* _To do_:
1. From the book blog, copy the part that opens with the words containing "It became a" and closes with "by royalty, right?".
2. According to the book blog, what is the British title of The American Heiress?
3. Finish out the next part of the book blog, continuing from where it stops.

* _Text to read_:
Saturday, July 27, 2013

an antidote for Downton Abbey withdrawal

I am incredibly susceptible to suggestion. If you so much as mention a book you're reading, odds are good I'll add it to my to-read list. Whether I ever actually pick it up is another question entirely.

Last week my friend AE raved on Twitter about a book she was reading. My fiction deficiency is well documented here, so to get a glowing endorsement of a relatively new novel from someone whose taste I find very similar to my own, well.

It became a must-read. Okay. In reality, it was on sale for $12 at Target and I was in the mood to do some impulse shopping.

The American Heiress is the debut novel from British author and poet Daisy Goodwin. I fully agree with this New York Times review from a few years ago that the British title, The Last Duchess, is superior. But you know we Americans are far more intrigued by money than by royalty, right?

Ha. Ha ha ha. #royalbaby obsession, anybody?

I said when I started this blog that I wasn't interested in doing book reviews and that remains true. There's an art to a great book review, and it's not one that I have much patience for. Summaries invariably leave out key plot pieces/subjects of discussion and I hate not being thorough. So I'll just share two themes that I enjoyed from the book.

First and foremost, Goodwin's novel satisfied my longing for Downton Abbey. The plot of the book is incredibly similar to the show (British aristocrat marries wealthy American in order, in part, to save his legacy). The edition I bought has a Q&A with Goodwin in the back and she addresses some of the similarity between the two. I have to confess I found myself comparing the two often (it didn't help that her main character is also named Cora!) which isn't entirely fair since they're two different mediums. I think it's probably easier for me to connect to the characters on Downton Abbey with 3 seasons to watch them develop than Goodwin could accomplish in 400 pages.

Second, I was reading this alongside Lean In. Talk about polar opposites! I felt ridiculous having them both on the table at Starbucks at the same time. That said, I think that because I was processing Sheryl Sandberg's work on women in power I looked at the role of women in The American Heiress with more insight than I probably would have normally. Goodwin wasn't trying to write a treatise on the rights of women in the Gilded Age and I don't want to put words in her mouth (or on her page, as it may be). But it's not hard to see that while a lot has changed for women in 150 years, some things are still remarkably the same.

I flew through the book, reading nearly 500 pages in two days. I read incredibly quickly, so don't take that as me saying it was superb. It was however very good, I don't regret buying it, and I'll look for more from Daisy Goodwin in the future.

Any other Downton addicts out there? What was the last novel you read?

Friday, July 26, 2013

What I'm Reading v.2

It only took me one week to be two days late for my own weekly project. This bodes well.

* _Data rows_:
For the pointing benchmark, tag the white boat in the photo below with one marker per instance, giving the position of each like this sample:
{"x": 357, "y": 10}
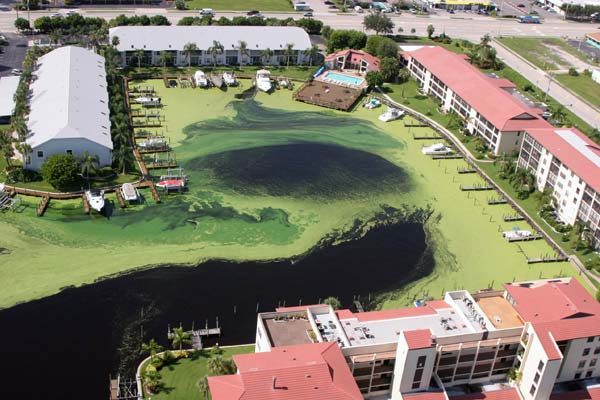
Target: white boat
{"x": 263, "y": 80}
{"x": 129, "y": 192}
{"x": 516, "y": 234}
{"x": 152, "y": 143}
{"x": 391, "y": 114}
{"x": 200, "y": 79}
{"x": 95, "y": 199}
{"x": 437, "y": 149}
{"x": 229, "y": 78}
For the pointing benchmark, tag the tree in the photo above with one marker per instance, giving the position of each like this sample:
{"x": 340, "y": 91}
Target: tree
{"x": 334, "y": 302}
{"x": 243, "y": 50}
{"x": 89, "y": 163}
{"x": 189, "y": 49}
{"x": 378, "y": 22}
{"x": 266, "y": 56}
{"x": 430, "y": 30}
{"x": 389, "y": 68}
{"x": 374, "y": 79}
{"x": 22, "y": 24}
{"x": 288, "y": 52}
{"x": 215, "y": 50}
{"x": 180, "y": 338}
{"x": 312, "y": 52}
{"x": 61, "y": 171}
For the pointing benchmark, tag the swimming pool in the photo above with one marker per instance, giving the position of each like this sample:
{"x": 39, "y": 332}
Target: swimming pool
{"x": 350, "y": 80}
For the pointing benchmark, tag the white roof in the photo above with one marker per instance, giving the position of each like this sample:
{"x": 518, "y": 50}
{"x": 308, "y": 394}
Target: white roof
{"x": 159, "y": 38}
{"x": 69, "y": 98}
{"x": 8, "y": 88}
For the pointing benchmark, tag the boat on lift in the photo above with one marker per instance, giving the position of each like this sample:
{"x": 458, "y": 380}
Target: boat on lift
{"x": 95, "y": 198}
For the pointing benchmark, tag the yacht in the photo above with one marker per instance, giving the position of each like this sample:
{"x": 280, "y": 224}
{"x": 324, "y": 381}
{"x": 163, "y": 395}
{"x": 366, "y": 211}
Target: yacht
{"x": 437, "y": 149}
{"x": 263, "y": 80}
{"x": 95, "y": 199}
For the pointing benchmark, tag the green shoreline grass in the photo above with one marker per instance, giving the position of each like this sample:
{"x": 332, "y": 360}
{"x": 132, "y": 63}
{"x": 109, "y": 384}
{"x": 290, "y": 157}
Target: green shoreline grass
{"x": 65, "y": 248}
--
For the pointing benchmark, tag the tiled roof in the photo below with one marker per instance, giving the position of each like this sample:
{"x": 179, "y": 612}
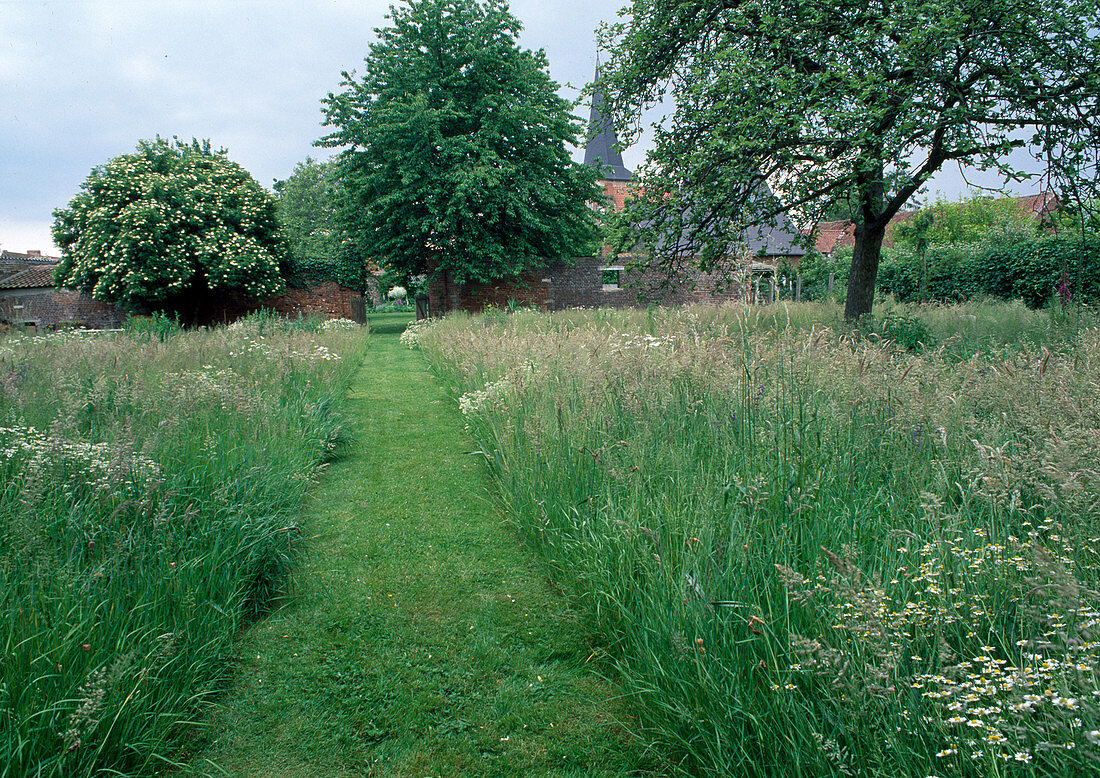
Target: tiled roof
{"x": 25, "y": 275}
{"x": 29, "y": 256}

* _Final answers_:
1.
It became a must-read. Okay. In reality, it was on sale for $12 at Target and I was in the mood to do some impulse shopping.

The American Heiress is the debut novel from British author and poet Daisy Goodwin. I fully agree with this New York Times review from a few years ago that the British title, The Last Duchess, is superior. But you know we Americans are far more intrigued by money than by royalty, right?

2. The Last Duchess

3.
On My Nightstand
Lean In: Women, Work, and the Will to Lead 
[Sheryl Sandberg]

I bought this book about 3 months ago, right before life got super crazy. I set it (and everything else) aside. Brittany and I were talking about it recently and she inspired me to pick it back up. Oh my gosh. You may have caught my Twitter ravings as I blew through the first third of the book.

Let's just say I got my soapbox out more than once. I don't get fired up about many things, but women in leadership is one thing guaranteed to get me going.

I peer pressured Lisa into ordering the book so we can talk about it. I was jonesing for the perspective of another woman in a field dominated by men. If you've read it and would like to get in on that conversation, maybe we can set up a Google+ hangout and chat. Girl power, solidarity, all that jazz.

Recently Closed
The American Heiress

I have admitted on many occasions that I don't read much fiction. I have a bad habit of going back to novels I've known and loved, but it is uncommon for me to seek out new works of fiction. But a friend whose taste I respect was raving about this and it was on sale at Target so...
Thoughts to come later.

Recently Added to Goodreads
Getting to 50/50 & Cinderella Ate My Daughter

If a book I'm loving mentions a book, I want to read it. That's one of the biggest contributors to my little problem.

Around Blogland
Lisa's Yarns
Lisa and I have been blog friends for years now. She's a fellow francophile, book lover, and she's recently found herself a northerner relocated to the south. I might know something about that.

What are you reading this week?

Tuesday, July 23, 2013

Let's Talk About Shame

A few years ago some internet friends and I participated in something called the "Summer of Harry" where we re-read all of the Harry Potter books in advance of the last movie coming out. We would get together on Twitter and talk about them.

I'll pause to let you absorb just how nerdy we all are.

I jokingly referred to this summer as "The Summer of Brene Brown" and within just a few weeks that ceased to be a joke. Months ago I picked up her latest book Daring Greatly and was completely enamored with it. If "enamored" can also mean "completely uncomfortable with the way she read my mind and probably large chunks of my journal without my permission." I decided that it might be to my benefit to look at her earlier works first and build up to Daring Greatly, so I put it back on the shelf, bought her first two books (I Thought It Was Just Me & The Gifts of Imperfection), and promptly did nothing.

I dove back into her first book last week and decided that in keeping with the vision of this blog I'd be semi-regularly sharing some observations and asking some questions prompted by her work.

Let's begin!

For those of you who don't know who Brene Brown is, click on her name and visit her website to learn more. Back? Great. Her first book is titled "I Thought It Was Just Me (But It Isn't): Making the Journey from "What Will People Think?" to "I Am Enough." Brown is a researcher who has been studying shame for years. The first statement I underlined came in the first paragraph of the introduction, which is typically a good sign.
When people hear the word shame, they often have one of two responses: "I'm not sure what you mean by shame, but I know that I don't want to talk about it," or "Oh, shame. I know it well, but I don't want to talk about it." 
We all experience shame. It is an absolutely universal emotion. (xiii)
She mentions right from the start that even just talking about shame is enough to make us feel shame. It's somehow shaming to be ashamed. Which, if it is a universal emotion, is absolutely ridiculous. If every human being has felt, or will feel, shame at some point, why would it be shaming to talk about it?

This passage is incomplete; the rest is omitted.